◆ TEXT EXCERPT
== Segment start ==
It’s remarkable. Comfort gets something right.
The contention between Darwin’s theory of evolution and the Bible’s account of creation is extremely significant. This is because if evolution is true, the Bible is a fallacy.
I know, it’s unbelievable. Comfort’s remarks usually set the bar for stupidity, so it’s astounding to find two sentences in his usual babble that actually make sense — yes, it is a significant conflict, and yes, the Bible is fallacious.
It would be nice if we could just stop there, allow the poor man a moment of glory, and leave him to bask self-contentendly in the belief that he is educable, but we can’t. That’s because his next paragraph departs from that brief high-water mark to plunge into the abyss of obtuse inanity.
If you have webcams, turn them on now. I’d like to record the multitudes sitting before my blog, jaws gaping like fish, followed by peals of laughter. This one is for the creationist record books.
Darwin theorized that mankind (both male and female) evolved alongside each other over millions of years, both reproducing after their own kind before the ability to physically have sex evolved. They did this through “asexuality” (“without sexual desire or activity or lacking any apparent sex or sex organs”). Each of them split in half (“Asexual organisms reproduce by fission (splitting in half).” Ask A Scientist, Biology Archive, http://www.newton.dep.anl.gov/askasci/bio99/bio99927.htm.)
Wait, what? Darwin “theorized” no such thing. Humans reproduce sexually, as do all primates, as do all mammals, as do most vertebrates, as do a great many animals. There was no period where males and females evolved separately. The nice quote from Ask a Scientist refers to single-celled organisms — no human being has ever reproduced by splitting in half. We evolved from precursor populations containing both males and females.
This is often the most difficult thing about trying to argue with creationists. You get discombobulated by their most profound misconceptions, and you really do have to be prepared to start the discussion with the simplest, dumbest basics — it’s like trying to have a serious conversation about biology with a preschooler, although usually the preschoolers are far more open-minded and willing to learn. And these are the people who feel qualified to set the high school science curriculum.
== Segment end ==
Point localization data
== Segment start ==
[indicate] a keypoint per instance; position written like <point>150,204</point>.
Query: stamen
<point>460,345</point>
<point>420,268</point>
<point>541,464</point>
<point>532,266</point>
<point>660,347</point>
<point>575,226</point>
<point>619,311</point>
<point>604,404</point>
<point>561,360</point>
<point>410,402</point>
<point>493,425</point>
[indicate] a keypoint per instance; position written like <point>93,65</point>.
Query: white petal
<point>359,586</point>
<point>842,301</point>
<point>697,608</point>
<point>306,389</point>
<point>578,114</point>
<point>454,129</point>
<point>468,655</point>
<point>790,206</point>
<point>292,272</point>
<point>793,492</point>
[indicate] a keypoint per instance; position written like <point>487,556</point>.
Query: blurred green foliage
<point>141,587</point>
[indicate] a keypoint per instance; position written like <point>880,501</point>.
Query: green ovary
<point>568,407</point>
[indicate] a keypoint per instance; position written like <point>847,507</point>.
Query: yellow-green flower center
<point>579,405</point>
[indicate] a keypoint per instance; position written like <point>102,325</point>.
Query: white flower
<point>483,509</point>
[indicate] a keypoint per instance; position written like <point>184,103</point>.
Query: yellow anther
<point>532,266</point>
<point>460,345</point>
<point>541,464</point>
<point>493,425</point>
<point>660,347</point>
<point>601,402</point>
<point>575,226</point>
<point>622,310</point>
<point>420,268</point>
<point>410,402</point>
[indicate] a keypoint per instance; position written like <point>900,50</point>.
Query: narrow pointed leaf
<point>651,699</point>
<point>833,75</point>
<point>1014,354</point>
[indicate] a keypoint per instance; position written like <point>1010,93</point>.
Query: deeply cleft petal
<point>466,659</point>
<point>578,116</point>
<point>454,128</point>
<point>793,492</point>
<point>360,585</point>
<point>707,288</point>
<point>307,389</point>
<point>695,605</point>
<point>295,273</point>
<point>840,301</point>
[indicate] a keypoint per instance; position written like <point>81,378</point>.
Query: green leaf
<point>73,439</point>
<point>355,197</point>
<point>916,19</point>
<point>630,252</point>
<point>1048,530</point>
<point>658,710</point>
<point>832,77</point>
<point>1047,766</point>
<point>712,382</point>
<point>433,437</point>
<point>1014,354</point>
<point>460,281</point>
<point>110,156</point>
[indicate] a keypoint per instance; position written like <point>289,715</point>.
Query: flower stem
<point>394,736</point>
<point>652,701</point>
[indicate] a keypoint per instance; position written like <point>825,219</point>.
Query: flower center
== Segment end ==
◆ WHAT NEEDS TO BE DONE
In the post on Comfort and evolution, rewrite the paragraph beginning "Wait, what? Darwin" as a shorter version that keeps its main facts.

◆ SOLUTION TO THE EXERCISE
Darwin never theorized this. Humans reproduce sexually, as do all primates, all mammals, most vertebrates and many other animals. Males and females never went through a period of evolving separately. The Ask a Scientist quote refers to single-celled organisms, and no human has ever reproduced by splitting in half. Humans evolved from precursor populations that contained both males and females.